▸ **Text for analysis**

..............................

Regardless of where your overeating triggers come from, you have to figure out how to resist them before you can move on to a healthy weight. Otherwise, you’ll continue to turn to food whenever you’re coping with emotional situations. Chapter 9 discusses the many forms of emotional eating and offers solutions for dealing with trigger situations head on.

Assessing your progress from time to time

When you take the self-help approach to weight loss, you have to monitor yourself because you’re the only one who can do it. (If you have a diet buddy, then you can monitor each other; see Chapter 11 about finding a diet buddy.) Even with a diet buddy, self-monitoring is important. Basically, you’re both the dieter and the diet counselor. After you set up the diet plan, the dieter has to check in periodically with the diet counselor to make sure it’s working.
To self-monitor, stop occasionally and ask yourself the following questions:

  • Are you happy with your program?
  • Are you losing weight at a steady pace?
  • Are you reaching your short-term goals?
  • Is your support system working for you?
  • What can you do to improve your low-calorie lifestyle?
  • Does your food plan need revision?
  • What’s your next step?

..............................

▸ **Information provided**
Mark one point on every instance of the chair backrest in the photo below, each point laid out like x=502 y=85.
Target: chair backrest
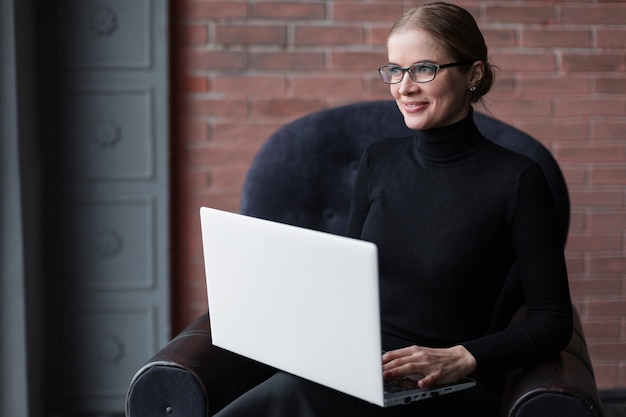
x=303 y=174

..............................

▸ **Exercise instructions**
Which chapter does the weight-loss text point to for finding a diet buddy? Use only the weight-loss text for this, not the lines.

▸ **Response for this exercise**
Chapter 11